##### Information given

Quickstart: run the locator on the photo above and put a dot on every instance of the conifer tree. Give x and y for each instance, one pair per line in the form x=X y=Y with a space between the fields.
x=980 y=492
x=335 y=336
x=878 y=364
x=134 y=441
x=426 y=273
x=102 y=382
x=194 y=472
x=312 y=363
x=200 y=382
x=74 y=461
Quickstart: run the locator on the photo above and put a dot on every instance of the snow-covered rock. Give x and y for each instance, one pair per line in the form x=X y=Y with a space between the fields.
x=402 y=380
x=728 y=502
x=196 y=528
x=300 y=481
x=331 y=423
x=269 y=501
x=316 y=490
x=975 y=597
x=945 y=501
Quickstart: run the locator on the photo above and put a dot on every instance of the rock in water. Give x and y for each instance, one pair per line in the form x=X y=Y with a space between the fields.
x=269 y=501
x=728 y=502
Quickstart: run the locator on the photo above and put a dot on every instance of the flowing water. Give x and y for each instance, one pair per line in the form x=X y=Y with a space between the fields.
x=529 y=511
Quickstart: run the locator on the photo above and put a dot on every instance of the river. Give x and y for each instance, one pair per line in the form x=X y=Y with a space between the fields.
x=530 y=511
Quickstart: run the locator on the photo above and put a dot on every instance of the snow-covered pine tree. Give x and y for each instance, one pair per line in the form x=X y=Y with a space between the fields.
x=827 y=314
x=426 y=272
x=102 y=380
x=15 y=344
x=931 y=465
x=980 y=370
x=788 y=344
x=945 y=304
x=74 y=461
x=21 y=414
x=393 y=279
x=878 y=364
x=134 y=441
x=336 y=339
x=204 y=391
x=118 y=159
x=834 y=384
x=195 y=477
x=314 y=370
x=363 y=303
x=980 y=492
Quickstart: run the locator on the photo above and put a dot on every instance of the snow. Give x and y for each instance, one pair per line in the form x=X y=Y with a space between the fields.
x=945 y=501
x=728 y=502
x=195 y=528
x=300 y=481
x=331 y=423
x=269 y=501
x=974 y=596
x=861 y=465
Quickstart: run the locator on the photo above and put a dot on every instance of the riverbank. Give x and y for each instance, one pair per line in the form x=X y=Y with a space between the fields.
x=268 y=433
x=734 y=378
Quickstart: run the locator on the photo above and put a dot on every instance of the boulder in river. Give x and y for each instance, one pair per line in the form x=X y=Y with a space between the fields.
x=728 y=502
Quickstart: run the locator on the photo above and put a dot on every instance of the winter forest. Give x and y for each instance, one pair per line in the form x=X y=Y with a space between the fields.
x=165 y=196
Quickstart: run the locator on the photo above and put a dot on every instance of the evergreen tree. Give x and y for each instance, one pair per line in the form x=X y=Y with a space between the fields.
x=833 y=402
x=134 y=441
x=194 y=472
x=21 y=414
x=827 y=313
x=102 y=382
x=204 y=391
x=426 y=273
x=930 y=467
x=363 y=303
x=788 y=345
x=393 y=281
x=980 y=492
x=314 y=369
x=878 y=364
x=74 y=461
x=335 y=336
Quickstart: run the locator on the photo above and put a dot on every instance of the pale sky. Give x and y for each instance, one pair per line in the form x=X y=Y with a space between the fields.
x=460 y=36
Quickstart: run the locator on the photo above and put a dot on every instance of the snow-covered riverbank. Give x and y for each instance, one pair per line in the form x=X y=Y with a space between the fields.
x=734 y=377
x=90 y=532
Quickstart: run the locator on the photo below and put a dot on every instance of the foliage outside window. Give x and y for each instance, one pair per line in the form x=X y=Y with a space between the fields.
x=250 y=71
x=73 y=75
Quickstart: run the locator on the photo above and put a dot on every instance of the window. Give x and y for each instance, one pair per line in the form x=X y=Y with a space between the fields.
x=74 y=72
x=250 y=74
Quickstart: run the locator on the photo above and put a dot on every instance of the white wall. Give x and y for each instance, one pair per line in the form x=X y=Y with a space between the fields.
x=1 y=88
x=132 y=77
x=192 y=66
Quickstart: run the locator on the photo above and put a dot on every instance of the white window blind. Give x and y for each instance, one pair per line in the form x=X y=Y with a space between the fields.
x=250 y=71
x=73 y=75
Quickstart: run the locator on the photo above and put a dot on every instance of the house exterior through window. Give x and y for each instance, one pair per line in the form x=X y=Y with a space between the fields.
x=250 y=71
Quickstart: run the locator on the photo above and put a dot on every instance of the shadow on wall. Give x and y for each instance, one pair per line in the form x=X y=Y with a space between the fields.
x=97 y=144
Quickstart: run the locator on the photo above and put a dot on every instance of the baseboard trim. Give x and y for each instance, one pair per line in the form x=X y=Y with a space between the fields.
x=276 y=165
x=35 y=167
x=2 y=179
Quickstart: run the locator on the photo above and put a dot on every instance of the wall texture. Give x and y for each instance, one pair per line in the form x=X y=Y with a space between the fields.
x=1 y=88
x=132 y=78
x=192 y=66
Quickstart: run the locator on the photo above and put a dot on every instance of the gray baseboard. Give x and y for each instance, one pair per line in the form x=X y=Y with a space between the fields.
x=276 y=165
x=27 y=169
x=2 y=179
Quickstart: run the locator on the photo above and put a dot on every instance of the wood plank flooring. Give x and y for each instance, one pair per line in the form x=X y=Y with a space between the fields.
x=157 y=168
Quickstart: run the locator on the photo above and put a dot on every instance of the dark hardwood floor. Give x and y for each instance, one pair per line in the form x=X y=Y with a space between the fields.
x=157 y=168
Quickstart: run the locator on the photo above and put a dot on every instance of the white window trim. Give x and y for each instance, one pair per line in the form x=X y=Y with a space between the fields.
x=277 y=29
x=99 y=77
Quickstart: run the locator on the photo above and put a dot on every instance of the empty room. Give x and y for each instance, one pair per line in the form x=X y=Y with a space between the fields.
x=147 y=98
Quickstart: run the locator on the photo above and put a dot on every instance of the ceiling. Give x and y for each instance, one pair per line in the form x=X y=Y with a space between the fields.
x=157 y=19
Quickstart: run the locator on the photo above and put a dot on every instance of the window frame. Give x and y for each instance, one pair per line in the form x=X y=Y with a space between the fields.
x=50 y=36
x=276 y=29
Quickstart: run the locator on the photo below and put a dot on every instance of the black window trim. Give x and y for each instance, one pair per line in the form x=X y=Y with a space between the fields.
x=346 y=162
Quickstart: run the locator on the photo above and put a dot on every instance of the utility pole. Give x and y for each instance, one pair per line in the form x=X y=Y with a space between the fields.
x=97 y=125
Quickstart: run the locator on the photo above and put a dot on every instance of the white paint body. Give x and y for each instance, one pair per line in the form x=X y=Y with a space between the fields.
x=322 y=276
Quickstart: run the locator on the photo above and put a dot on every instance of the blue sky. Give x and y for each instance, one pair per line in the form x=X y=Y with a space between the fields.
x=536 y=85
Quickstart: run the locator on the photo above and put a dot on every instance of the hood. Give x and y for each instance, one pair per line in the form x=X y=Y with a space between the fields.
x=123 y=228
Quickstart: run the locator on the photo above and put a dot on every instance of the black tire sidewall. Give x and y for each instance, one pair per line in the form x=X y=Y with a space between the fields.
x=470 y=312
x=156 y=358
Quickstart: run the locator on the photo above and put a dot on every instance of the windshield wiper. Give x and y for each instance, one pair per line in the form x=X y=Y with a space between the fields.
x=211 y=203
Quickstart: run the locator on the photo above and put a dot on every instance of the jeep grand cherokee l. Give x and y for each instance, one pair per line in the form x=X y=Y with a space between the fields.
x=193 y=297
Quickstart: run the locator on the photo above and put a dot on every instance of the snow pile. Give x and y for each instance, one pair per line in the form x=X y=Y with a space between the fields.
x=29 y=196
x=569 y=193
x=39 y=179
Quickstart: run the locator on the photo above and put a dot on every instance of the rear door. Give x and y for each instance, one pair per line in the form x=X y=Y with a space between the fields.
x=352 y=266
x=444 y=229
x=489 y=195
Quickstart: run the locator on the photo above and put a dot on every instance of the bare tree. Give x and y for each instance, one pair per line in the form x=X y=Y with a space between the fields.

##########
##### Information given

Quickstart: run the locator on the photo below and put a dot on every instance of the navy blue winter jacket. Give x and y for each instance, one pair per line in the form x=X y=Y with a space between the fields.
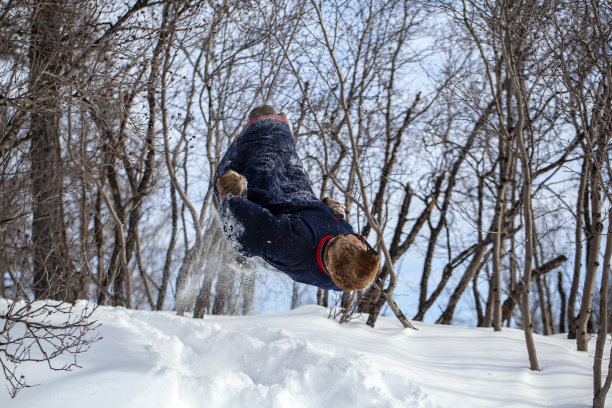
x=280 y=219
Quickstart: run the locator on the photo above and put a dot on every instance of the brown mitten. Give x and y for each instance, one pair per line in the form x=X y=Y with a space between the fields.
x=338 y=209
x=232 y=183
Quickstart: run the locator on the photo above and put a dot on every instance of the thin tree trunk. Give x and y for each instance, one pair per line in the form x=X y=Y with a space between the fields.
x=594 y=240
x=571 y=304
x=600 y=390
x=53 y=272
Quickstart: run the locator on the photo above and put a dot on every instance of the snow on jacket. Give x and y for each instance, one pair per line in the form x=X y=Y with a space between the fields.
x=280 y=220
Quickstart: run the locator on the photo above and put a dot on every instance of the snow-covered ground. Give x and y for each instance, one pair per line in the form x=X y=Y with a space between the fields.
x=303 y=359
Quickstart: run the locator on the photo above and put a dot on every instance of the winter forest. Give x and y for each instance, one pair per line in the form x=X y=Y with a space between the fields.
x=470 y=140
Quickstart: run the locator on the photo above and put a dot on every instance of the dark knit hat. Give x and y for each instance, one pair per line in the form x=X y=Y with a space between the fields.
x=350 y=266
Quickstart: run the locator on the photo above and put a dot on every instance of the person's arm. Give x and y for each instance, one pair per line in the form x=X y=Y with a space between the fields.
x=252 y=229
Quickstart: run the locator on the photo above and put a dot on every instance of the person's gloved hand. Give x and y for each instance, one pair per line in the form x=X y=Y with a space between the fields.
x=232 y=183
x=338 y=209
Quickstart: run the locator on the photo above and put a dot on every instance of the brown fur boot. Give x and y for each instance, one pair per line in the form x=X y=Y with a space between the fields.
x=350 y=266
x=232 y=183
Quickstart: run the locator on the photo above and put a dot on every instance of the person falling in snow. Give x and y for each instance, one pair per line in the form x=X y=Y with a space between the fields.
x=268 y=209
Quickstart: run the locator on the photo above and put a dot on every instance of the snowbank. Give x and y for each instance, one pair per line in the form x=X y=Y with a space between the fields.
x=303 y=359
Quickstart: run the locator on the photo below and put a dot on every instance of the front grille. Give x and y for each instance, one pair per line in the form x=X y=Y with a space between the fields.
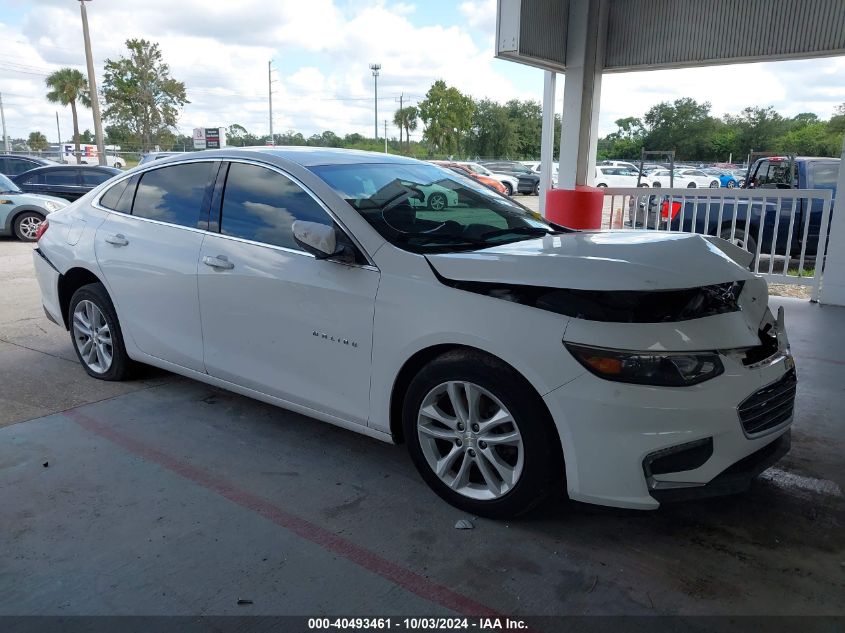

##########

## Problem to solve
Rewrite the material from the line containing "of the river." through the line containing "x=530 y=511", both included, replacing "river" with "stream" and leaving everything else unchanged.

## Complete response
Quickstart: run the locator on the photo above and put a dot on every instance of the stream. Give x and y for each instance, one pair per line in the form x=X y=Y with a space between the fields.
x=530 y=511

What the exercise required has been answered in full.